#### ИСХОДНЫЙ ТЕКСТ
^^^^^^^^

18+
17.12.2019 Тексты / Интервью

​Йессика Баб Бунде: «Историю творят причины»

Беседовала: Вера Бройде

Фотография: предоставлена ИД «Белая ворона»

Шведская журналистка, автор документального комикса о Холокосте «Когда я вернусь», про память, знание и прощение.

Какие вас охватят чувства, когда вы вдруг узнаете, что кто-то хочет вашу жизнь нарисовать? Что скажете на предложение: взять самый страшный и трагический момент, который вы, быть может, пытаетесь забыть, — и сделать раскадровку, затем перенести картинки на бумагу, раскрасить, подписать и выпустить как книгу для взрослых и детей? Герои комикса, который повествует о кошмаре, творившемся в концлагере, где все они ещё детьми терпели издевательства нацистов, обрадовались так, как будто их опять освободили. «Мне кажется, что их настолько вдохновила эта мысль — вы понимаете: сама идея, что о событиях, имеющих огромное значение не только для участников, для них, но для людей, которые живут сейчас или родятся завтра, теперь узнают дети и подростки, что всякие сомнения по поводу той формы, в которой выйдет книга, действительно отпали очень скоро», — призналась Йессика Баб Бунде, одна из авторов графической новеллы под заголовком «Когда я вернусь». Она приехала из Швеции в Россию, чтобы представить книгу лично на ярмарке Non/fiction-21 и рассказать о том, как жизнь играет в комиксах порой.

^^^^^^^^

#### ЗАДАНИЯ
1. Как короче, в трёх-четырёх предложениях, передать абзац интервью, который начинается словами «Какие вас охватят чувства», сохранив его основные факты?
2. Запишите дословно отрывок интервью: начните с фразы, где есть слова «Беседовала: Вера Бройде», и остановитесь после слов «знание и прощение.».

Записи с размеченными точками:

^^^^^^^^

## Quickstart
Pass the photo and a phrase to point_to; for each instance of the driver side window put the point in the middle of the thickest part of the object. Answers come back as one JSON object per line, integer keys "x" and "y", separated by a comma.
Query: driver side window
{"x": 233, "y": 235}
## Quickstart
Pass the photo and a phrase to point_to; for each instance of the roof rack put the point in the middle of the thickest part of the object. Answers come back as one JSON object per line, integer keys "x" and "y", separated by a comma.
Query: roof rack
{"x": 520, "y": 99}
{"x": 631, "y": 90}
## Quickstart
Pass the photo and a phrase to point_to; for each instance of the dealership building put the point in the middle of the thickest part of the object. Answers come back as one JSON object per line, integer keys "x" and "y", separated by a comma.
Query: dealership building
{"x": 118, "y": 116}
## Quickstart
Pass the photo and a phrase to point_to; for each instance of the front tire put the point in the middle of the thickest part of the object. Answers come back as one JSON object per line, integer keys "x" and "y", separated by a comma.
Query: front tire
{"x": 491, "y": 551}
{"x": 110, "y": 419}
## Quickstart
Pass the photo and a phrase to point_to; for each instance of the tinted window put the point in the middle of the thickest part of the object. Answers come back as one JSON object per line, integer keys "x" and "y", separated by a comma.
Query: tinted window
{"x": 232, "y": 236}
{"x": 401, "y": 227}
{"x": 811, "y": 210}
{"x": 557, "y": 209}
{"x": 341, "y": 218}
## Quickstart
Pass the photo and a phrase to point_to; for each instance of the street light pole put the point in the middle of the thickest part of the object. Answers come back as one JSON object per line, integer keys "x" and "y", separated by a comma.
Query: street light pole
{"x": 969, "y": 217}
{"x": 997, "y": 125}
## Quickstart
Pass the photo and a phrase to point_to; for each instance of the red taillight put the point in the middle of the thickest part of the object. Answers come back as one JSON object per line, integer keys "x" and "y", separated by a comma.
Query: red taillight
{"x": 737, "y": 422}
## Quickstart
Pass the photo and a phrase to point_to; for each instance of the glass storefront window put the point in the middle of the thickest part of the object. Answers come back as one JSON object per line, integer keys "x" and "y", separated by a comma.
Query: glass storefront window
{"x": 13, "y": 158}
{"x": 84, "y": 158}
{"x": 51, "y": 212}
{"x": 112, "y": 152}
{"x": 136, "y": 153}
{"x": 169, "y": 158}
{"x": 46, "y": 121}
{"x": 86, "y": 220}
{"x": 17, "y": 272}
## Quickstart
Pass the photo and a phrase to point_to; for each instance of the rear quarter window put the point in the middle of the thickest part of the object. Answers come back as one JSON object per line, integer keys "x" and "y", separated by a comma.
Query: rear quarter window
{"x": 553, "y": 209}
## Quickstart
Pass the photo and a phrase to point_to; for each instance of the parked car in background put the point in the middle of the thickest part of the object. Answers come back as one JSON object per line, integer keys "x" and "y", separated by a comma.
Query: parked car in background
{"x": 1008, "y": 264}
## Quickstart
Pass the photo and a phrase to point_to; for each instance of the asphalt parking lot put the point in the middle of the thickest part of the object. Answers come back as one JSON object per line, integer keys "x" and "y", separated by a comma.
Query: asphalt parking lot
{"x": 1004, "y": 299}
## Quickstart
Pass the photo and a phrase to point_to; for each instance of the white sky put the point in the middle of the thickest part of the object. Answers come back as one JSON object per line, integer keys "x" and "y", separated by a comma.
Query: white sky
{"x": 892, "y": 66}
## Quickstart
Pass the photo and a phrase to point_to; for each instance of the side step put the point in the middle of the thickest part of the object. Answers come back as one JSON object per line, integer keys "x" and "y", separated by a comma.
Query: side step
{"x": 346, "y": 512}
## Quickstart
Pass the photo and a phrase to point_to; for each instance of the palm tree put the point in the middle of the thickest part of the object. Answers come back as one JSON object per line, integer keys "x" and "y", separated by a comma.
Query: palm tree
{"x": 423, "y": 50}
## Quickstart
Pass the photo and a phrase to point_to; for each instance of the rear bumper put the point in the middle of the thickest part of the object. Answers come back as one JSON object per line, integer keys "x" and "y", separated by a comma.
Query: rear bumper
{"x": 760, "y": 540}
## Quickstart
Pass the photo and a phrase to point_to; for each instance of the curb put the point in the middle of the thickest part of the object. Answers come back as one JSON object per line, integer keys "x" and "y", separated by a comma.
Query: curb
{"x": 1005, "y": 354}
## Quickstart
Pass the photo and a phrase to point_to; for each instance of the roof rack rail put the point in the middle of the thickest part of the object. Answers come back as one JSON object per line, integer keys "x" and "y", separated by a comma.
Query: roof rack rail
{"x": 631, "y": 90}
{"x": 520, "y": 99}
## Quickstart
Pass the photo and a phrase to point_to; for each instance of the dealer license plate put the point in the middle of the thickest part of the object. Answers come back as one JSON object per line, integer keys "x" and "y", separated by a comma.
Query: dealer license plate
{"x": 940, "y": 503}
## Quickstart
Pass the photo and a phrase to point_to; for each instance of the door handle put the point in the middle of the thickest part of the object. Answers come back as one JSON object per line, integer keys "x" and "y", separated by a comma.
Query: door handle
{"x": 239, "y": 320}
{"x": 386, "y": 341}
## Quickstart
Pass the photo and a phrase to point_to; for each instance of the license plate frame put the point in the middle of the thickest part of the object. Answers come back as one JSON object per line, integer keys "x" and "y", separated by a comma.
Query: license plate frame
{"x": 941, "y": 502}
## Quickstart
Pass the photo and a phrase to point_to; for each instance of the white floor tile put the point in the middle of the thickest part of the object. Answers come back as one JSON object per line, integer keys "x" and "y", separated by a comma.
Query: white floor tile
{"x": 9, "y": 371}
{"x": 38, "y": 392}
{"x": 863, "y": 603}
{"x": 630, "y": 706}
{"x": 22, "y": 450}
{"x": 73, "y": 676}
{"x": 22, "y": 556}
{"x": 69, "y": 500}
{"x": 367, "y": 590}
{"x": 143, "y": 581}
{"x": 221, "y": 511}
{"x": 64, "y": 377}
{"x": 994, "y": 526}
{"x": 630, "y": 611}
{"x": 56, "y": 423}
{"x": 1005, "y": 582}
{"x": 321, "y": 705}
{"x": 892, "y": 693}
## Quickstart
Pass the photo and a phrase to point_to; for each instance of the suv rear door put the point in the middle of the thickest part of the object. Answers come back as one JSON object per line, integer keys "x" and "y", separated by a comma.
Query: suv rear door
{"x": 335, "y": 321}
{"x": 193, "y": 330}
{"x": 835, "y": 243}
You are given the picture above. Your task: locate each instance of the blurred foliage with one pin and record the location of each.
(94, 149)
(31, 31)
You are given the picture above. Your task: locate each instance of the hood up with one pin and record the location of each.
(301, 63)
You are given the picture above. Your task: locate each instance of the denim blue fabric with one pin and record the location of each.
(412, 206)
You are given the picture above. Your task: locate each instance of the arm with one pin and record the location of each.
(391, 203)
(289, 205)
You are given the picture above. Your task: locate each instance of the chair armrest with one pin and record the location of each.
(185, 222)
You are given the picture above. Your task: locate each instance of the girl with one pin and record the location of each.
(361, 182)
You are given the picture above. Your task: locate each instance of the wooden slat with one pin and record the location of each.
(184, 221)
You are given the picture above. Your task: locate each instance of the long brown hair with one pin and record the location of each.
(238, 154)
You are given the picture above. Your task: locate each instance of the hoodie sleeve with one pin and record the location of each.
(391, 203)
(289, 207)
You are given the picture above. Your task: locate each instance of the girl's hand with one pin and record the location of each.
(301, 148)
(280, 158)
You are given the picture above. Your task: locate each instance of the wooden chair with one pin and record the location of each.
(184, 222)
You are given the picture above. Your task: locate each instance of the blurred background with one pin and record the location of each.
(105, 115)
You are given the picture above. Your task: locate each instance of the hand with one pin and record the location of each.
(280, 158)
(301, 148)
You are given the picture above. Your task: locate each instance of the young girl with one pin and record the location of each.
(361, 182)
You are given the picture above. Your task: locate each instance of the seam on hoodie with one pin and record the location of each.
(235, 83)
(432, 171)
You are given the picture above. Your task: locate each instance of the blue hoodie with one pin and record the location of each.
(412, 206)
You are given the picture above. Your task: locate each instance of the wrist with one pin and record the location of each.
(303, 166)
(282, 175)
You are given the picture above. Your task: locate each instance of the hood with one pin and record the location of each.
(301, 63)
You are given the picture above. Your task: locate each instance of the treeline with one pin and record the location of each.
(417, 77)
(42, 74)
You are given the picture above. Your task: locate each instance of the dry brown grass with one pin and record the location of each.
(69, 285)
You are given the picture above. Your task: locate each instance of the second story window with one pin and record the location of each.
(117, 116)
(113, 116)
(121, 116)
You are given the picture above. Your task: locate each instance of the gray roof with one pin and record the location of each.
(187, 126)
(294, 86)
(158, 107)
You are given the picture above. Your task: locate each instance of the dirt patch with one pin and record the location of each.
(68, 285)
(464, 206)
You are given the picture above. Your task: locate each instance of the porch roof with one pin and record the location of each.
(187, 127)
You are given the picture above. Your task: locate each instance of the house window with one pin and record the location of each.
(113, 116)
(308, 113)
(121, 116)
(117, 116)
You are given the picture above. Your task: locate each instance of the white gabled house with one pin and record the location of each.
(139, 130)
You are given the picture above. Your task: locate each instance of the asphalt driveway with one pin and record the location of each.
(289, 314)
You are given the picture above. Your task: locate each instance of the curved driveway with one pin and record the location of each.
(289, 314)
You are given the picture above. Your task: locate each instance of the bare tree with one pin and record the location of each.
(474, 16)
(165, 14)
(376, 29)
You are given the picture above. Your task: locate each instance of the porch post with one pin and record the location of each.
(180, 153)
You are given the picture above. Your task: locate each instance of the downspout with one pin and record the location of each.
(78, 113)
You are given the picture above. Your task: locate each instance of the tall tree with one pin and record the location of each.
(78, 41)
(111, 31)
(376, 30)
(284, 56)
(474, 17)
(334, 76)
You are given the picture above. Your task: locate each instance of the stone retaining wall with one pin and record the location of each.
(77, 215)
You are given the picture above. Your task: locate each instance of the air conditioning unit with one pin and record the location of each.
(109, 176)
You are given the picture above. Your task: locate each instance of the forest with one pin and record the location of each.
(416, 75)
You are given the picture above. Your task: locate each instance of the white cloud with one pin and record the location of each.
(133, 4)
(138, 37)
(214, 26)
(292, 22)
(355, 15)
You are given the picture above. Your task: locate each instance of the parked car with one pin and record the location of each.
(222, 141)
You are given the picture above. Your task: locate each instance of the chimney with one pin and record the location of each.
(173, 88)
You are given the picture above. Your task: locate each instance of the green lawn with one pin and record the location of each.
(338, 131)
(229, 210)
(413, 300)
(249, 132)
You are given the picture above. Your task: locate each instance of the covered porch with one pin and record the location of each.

^^^^^^^^

#### ОТВЕТЫ К ЗАДАНИЯМ
1. Героев комикса о концлагере, где они детьми терпели издевательства нацистов, предложение нарисовать их жизнь обрадовало так, будто их снова освободили. По словам Йессики Баб Бунде, одного из авторов графической новеллы «Когда я вернусь», их вдохновила мысль, что дети и подростки узнают о событиях, важных не только для участников, но и для живущих сейчас и будущих поколений. Поэтому сомнения насчёт формы книги быстро отпали. Она приехала из Швеции в Россию, чтобы лично представить книгу на ярмарке Non/fiction-21 и рассказать, как жизнь порой играет в комиксах.

2.
Беседовала: Вера Бройде

Фотография: предоставлена ИД «Белая ворона»

Шведская журналистка, автор документального комикса о Холокосте «Когда я вернусь», про память, знание и прощение.